WORK TO COMPLETE = Print exactly the lines from the line with "Where can you see the window pane?" to the last line of the data, please, both included.
---------- INFORMATION SUPPLIED
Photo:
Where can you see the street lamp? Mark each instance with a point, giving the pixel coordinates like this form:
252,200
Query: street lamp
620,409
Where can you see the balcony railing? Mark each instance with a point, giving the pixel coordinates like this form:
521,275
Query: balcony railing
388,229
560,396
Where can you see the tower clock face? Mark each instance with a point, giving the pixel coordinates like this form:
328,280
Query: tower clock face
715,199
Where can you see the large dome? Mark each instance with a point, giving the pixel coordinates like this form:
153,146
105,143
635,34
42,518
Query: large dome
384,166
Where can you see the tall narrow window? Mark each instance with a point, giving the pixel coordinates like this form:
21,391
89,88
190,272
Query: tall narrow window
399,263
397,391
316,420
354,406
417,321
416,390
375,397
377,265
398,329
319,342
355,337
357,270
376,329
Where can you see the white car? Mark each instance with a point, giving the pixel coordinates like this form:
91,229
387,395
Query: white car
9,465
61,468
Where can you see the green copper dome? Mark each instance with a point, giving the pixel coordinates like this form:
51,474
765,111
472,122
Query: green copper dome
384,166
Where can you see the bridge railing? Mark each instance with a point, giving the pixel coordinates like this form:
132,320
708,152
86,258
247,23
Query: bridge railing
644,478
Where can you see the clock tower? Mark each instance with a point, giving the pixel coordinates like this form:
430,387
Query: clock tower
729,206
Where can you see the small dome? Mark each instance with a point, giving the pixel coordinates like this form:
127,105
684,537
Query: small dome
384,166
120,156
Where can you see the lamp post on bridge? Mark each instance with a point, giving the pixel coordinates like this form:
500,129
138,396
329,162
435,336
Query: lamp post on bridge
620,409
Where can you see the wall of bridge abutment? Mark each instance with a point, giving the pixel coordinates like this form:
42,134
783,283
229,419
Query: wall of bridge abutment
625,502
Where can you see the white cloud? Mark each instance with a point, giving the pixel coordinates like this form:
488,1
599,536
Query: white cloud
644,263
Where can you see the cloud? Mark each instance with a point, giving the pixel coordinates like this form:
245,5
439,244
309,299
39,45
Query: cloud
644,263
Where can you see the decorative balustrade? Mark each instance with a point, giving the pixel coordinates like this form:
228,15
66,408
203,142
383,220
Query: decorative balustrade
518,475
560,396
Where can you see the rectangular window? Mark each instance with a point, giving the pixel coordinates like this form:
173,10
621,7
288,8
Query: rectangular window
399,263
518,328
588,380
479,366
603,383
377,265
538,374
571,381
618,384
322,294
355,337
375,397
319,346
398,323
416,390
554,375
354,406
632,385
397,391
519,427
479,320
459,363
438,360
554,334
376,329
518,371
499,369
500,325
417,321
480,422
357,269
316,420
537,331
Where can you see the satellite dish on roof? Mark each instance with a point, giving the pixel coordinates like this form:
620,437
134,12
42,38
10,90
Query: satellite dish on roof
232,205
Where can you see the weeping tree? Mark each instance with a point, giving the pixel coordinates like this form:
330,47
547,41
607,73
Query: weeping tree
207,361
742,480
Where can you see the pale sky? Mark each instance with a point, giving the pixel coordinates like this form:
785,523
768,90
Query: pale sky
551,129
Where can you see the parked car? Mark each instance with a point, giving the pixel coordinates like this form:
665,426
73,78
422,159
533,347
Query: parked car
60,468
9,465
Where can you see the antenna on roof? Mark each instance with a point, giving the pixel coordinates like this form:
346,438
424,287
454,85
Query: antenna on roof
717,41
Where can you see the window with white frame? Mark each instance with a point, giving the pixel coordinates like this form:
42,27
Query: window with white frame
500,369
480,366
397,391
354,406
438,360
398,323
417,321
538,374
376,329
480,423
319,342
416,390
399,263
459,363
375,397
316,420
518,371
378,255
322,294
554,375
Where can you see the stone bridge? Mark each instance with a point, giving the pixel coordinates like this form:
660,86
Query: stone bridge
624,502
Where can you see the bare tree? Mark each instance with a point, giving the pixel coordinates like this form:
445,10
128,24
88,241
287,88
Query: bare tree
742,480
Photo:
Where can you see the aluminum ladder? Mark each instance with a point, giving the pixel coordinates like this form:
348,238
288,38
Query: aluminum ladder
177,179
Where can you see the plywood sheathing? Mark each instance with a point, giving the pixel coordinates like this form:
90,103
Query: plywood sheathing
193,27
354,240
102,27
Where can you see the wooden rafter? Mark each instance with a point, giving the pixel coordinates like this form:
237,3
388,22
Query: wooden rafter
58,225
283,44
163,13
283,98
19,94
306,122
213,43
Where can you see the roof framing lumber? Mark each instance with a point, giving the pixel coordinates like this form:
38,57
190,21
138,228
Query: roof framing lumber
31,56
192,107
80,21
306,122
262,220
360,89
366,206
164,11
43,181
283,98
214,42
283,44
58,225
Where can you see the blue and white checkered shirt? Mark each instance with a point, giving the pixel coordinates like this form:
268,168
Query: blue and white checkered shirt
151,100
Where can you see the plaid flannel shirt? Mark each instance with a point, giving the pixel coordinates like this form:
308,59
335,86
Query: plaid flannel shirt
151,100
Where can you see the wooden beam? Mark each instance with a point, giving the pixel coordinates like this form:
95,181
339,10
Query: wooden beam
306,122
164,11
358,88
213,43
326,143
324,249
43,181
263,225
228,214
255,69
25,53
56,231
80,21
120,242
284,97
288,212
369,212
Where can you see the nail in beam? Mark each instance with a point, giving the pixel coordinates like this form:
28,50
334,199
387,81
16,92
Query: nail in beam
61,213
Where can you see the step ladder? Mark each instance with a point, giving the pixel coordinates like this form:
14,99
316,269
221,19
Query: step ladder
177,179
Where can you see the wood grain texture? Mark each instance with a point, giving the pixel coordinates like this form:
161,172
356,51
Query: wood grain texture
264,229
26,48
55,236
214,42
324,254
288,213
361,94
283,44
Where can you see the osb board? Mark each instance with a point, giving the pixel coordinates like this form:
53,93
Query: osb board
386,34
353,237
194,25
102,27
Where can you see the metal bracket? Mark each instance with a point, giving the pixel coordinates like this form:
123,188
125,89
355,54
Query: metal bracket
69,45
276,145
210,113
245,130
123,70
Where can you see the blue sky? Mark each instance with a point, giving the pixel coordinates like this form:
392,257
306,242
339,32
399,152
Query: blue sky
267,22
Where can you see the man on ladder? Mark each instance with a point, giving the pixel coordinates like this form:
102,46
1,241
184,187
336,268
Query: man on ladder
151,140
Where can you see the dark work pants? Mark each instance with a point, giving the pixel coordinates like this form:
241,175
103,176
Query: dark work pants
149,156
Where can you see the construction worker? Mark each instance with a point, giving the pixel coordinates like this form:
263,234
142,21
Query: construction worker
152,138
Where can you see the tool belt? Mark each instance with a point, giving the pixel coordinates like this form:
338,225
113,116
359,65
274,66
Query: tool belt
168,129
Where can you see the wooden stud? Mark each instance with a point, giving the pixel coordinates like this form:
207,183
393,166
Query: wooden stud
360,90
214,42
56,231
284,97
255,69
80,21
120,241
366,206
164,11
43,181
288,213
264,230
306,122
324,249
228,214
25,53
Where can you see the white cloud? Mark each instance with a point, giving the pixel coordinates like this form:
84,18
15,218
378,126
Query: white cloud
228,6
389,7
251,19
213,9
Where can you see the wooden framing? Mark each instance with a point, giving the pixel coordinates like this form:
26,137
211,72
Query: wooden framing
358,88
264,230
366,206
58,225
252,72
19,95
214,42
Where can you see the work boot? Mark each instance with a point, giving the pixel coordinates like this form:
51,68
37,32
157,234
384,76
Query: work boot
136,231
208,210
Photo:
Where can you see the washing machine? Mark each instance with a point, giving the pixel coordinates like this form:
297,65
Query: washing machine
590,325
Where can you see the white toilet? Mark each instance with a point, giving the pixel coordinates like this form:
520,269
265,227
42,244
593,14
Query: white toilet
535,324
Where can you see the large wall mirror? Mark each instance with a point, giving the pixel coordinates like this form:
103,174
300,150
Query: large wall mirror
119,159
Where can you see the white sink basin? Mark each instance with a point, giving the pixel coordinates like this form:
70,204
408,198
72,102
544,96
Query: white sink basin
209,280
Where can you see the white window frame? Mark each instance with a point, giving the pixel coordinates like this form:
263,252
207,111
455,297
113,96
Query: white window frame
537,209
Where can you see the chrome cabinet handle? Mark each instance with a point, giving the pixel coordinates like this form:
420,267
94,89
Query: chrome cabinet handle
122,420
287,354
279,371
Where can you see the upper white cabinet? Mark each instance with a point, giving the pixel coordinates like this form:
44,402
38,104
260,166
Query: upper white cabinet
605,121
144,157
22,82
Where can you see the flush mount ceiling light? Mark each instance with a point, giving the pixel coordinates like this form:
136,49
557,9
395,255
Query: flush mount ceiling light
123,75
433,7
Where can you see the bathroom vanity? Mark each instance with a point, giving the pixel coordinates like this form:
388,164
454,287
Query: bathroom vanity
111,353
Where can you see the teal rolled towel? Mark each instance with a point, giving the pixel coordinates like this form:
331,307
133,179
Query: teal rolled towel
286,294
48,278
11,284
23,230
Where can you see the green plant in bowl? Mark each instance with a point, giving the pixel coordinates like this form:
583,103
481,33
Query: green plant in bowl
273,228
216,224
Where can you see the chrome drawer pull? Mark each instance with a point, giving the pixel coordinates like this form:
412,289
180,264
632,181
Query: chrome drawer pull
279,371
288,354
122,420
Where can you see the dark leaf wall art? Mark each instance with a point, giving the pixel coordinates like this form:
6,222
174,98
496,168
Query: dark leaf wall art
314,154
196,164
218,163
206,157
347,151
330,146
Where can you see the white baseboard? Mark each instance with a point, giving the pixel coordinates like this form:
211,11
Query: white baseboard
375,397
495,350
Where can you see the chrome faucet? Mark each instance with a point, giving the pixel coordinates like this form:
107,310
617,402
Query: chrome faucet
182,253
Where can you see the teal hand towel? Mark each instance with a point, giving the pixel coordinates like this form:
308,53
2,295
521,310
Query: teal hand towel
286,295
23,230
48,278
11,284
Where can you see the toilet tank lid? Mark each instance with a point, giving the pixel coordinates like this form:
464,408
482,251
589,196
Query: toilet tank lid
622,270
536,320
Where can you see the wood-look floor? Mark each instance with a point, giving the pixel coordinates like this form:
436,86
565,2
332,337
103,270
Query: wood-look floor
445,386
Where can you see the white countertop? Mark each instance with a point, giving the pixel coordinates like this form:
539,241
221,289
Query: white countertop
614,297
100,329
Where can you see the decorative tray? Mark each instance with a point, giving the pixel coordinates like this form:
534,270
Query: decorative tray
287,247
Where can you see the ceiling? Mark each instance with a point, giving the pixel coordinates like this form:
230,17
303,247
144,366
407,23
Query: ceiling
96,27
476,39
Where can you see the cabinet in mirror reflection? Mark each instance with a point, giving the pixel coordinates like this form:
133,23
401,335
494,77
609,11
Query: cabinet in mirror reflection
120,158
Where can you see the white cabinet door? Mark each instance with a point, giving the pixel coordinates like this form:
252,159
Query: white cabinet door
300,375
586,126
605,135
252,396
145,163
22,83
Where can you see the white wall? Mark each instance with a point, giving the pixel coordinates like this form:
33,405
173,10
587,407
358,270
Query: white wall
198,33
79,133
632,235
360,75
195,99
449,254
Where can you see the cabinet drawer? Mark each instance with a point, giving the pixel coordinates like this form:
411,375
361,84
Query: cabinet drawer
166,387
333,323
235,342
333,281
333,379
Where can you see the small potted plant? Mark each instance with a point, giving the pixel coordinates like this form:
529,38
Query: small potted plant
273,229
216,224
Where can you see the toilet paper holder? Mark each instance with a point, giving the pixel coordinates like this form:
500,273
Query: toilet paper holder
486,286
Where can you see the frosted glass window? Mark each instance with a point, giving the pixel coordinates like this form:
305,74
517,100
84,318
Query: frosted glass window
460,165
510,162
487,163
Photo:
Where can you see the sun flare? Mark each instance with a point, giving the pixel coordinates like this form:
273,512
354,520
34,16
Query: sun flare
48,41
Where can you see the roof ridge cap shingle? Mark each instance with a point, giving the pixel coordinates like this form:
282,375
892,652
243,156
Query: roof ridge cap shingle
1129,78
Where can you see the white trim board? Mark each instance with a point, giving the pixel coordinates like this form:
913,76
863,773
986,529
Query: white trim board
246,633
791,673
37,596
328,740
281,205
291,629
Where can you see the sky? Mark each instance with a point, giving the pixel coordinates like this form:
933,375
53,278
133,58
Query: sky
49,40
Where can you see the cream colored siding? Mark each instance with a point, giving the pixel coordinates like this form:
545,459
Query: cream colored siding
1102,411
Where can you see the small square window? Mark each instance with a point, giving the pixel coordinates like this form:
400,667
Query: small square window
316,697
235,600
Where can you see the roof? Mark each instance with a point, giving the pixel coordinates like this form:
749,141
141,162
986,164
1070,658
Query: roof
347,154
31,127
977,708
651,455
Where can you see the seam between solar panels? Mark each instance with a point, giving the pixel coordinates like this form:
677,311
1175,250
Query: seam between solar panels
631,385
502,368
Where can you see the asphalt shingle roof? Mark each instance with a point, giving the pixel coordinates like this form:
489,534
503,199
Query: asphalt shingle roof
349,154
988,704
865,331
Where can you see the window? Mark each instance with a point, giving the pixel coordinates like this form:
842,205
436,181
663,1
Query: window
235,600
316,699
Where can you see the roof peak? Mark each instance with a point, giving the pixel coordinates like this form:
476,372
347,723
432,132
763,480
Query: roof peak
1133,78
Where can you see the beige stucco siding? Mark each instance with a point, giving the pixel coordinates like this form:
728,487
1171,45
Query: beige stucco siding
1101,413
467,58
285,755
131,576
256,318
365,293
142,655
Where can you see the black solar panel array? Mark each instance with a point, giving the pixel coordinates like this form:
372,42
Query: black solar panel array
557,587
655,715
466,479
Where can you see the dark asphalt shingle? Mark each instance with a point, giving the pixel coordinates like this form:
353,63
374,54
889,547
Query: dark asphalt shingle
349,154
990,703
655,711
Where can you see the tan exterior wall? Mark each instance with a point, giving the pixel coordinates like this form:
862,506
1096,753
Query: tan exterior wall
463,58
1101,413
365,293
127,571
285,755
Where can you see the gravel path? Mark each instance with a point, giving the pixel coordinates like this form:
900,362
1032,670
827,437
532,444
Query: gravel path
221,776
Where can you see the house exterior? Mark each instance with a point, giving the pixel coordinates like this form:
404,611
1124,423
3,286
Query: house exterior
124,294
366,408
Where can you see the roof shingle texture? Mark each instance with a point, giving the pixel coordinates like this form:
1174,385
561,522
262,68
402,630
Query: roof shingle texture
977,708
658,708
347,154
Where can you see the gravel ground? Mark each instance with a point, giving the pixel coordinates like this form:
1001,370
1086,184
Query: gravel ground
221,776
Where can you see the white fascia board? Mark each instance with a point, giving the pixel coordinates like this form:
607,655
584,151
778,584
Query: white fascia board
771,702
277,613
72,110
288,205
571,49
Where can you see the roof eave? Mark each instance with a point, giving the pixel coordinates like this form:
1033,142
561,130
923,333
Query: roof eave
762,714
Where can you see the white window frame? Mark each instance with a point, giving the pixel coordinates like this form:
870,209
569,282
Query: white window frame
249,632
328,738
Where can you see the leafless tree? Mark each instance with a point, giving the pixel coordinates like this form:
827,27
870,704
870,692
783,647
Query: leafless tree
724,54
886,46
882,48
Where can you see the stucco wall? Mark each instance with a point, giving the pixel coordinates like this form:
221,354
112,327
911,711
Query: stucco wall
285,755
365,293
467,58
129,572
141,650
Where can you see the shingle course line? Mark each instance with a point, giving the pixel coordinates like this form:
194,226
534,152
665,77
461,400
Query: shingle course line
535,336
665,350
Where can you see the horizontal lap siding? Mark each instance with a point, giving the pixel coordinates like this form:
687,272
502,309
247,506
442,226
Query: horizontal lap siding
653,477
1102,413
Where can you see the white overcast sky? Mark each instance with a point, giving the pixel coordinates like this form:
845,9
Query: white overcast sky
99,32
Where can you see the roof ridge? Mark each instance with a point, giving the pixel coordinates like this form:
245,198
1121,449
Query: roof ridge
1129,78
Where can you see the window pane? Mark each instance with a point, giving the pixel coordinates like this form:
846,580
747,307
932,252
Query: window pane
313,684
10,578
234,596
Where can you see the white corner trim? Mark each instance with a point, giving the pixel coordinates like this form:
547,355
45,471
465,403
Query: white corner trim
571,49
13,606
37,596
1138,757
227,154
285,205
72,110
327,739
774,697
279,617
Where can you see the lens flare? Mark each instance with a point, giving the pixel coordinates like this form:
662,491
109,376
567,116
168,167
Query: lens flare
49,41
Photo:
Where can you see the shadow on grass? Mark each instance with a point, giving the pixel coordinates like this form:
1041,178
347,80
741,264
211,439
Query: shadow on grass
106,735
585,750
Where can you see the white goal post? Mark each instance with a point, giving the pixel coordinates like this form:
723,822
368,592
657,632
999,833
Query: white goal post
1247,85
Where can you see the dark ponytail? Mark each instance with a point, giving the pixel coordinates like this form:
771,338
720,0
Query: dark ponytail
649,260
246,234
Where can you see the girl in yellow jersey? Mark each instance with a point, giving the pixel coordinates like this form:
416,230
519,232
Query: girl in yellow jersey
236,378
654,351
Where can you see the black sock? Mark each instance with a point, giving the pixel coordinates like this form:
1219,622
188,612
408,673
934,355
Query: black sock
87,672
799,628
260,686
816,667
--------------------
CORRECT ANSWER =
Where can you see the window pane? Mark each instance with a point, giving the pixel coordinates like this form:
846,580
747,307
932,252
Query: window pane
313,684
10,578
234,596
Where can you see the white corner trim? Mark each instance with a point, giving the pixel coordinates like this form:
547,355
45,471
465,403
Query: white corner trim
571,49
13,606
37,596
1138,757
227,154
285,205
72,110
327,739
774,697
279,617
Where can you see the lens flare? Mark each instance with a point, giving the pixel coordinates like this form:
662,491
109,376
567,116
168,167
Query: lens flare
49,41
Photo:
Where can you see the shadow on grass? Mark each instance with a point, giving the pixel coordinates like this form:
1041,178
347,80
741,264
211,439
Query: shadow on grass
106,735
585,750
Where can you see the white goal post? Mark each instance with a point, giving the pixel coordinates like this form:
723,822
368,592
657,632
999,833
Query: white goal post
1247,85
Where can you see the dark ponytail? Mark each instance with a point, giving the pixel coordinates like this form:
771,338
720,0
Query: dark ponytail
649,260
246,234
Where can you see the girl in yellow jersey? Mark each instance with a point, giving the pixel coordinates like this form:
416,230
519,232
Query: girl in yellow jersey
236,378
654,351
Where can you see the black sock? Mark each instance with a point, giving the pixel coordinates like this form:
1219,622
188,612
408,673
934,355
Query: black sock
87,672
799,628
260,686
816,667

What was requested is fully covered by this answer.